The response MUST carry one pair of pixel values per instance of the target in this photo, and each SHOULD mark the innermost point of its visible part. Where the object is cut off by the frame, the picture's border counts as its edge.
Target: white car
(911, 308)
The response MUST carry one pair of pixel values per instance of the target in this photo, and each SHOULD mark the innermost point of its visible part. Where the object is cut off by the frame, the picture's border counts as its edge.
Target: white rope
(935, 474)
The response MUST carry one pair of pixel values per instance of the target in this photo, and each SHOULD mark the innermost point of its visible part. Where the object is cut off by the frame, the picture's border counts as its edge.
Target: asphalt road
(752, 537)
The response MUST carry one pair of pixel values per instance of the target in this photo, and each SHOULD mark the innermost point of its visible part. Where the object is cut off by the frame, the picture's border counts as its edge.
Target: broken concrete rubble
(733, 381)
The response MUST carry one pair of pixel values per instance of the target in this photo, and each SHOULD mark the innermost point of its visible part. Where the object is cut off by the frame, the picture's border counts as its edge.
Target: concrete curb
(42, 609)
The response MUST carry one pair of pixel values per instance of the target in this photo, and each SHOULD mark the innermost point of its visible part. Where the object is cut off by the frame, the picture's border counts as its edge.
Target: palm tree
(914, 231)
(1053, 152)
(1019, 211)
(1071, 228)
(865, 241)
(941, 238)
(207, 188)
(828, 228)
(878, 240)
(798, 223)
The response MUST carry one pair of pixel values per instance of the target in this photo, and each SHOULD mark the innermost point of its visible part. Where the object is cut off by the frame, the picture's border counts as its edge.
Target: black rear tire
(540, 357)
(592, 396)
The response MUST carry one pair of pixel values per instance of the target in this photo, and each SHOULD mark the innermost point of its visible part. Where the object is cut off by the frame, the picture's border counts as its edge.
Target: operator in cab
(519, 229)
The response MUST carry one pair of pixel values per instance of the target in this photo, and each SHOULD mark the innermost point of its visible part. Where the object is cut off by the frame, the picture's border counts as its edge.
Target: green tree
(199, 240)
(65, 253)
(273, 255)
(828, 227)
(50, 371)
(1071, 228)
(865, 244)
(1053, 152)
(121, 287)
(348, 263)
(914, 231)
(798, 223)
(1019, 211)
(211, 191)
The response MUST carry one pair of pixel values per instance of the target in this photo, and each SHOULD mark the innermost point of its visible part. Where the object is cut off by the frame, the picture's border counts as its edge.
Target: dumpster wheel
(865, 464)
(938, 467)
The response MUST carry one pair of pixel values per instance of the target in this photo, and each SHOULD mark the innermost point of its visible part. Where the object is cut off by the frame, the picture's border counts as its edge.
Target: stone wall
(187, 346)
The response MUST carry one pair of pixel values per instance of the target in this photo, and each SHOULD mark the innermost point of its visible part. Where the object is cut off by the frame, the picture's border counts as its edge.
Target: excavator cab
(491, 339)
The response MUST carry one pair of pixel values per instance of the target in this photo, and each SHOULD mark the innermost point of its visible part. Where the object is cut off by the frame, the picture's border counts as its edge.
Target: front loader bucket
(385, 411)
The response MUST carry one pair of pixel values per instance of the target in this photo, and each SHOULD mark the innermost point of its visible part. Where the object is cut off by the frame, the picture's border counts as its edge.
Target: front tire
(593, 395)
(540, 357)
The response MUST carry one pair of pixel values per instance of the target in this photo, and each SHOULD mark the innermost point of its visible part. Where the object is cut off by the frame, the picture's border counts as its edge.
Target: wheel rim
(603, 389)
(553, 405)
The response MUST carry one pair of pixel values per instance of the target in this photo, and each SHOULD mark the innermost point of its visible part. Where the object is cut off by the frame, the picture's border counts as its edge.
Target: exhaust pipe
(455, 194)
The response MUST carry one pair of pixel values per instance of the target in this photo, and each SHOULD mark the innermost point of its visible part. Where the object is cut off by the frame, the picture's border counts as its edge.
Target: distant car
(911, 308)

━━━

TASK TO CARRY OUT:
Copy out the entire listing again, word for word.

EXPECTED ANSWER:
The response MUST carry one pair of pixel values per instance of the target in this photo, and each SHOULD mark the innermost point of its visible part. Where the object is cut off by the frame, the picture's border counts as its edge.
Target: white car
(911, 308)
The response MUST carry one pair of pixel values per instance of the target in this photo, and each SHOULD mark the innermost point of its visible part. Where the object is cut off by the frame, the picture's border counts as its edge.
Target: white rope
(935, 474)
The response MUST carry one pair of pixel values per instance of the target in this photo, and each SHOULD mark the innermost point of its visible part. Where the object is cut off by the frame, the picture's border counts as its edge.
Target: asphalt road
(752, 537)
The response MUST carry one pair of pixel values per instance of the target in this photo, and each SHOULD mark the innermost point of its visible part. Where the object is cut off by the frame, the picture's border counts as its edge.
Target: broken concrete rubble
(733, 381)
The response MUST carry one pair of pixel values per instance of the target in this photo, and each SHOULD mark the innermost point of its visible part. Where the object is cut off by the frame, the picture's border counts as its edge.
Target: concrete curb
(42, 609)
The response MUST carry one pair of pixel values per instance of the target in this photo, and each SHOULD mark the innermost point of its visible part. Where the object is cut off by the frame, the picture's border counts as its edge.
Target: palm tree
(914, 231)
(1053, 152)
(1019, 211)
(1071, 228)
(865, 241)
(941, 238)
(207, 188)
(828, 228)
(878, 240)
(798, 223)
The response MUST carry one pair of pixel values per instance of the target in this photo, and each SHOULD mark the innermost point of its visible part. Where the object is cut off by the frame, the picture's border counts as its edge.
Target: black rear tire
(540, 357)
(592, 396)
The response MUST carry one pair of pixel values per instance of the target in this photo, and each SHOULD mark the innermost point of its visible part. Where the object is cut off by the frame, the picture's border counts as its edge.
Target: operator in cab
(519, 229)
The response MUST carry one pair of pixel values per instance of the target in this photo, and each SHOULD mark the innermost point of its visible part. Where the object is cut off by the frame, the picture's border counts as its edge.
Target: green tree
(199, 240)
(65, 253)
(273, 255)
(828, 227)
(50, 371)
(1071, 228)
(865, 244)
(1053, 152)
(121, 287)
(348, 263)
(914, 231)
(798, 223)
(1019, 211)
(211, 191)
The response MUST carry one pair of pixel values per instance of the target in this photo, and each SHOULD mark the innermost point of its visible part. Where the object is cut off by the frame, the picture's border counts as its edge.
Target: dumpster wheel
(865, 464)
(938, 467)
The response MUST carry one pair of pixel values per instance of the target in this photo, and each SHOULD mark the innermost point of its visible part. Where the object is cut off by the frame, the picture's border counts as its edge.
Target: stone wall
(187, 346)
The response MUST carry one pair of pixel values per instance of the target in this photo, and each SHOULD mark the innermost point of its visible part. Where the object is cut off by the frame, the picture's border counts as its edge.
Target: excavator cab
(491, 339)
The response MUST carry one pair of pixel values per instance of the target in this photo, and each SHOULD mark the innermost point of its visible part. Where the object is cut off by the frame, the picture's border counts as its edge.
Target: front loader bucket
(385, 411)
The response MUST carry one pair of pixel values per instance of the target in this photo, and each SHOULD mark the innermost point of its visible part. Where the object is cut off by the frame, the picture's border counts as its edge.
Target: front tire
(593, 395)
(540, 357)
The response MUST carry one pair of pixel values per instance of the target in this photo, and each SHOULD mark the innermost point of its visible part. Where the object is cut off by the frame, the picture's border counts as its edge.
Target: wheel rim
(603, 389)
(553, 405)
The response MUST carry one pair of pixel values per instance of the target in this photo, and each SHOULD mark the innermost point of its visible part. Where the object is cut off by the frame, the picture's border counts as its edge.
Target: exhaust pipe
(455, 194)
The response MUST carry one pair of pixel values per instance of the target in this photo, and each SHOULD mark the innermost point of its visible part. Where the object is cut off by the frame, the picture's border counts as its edge.
Target: distant car
(911, 308)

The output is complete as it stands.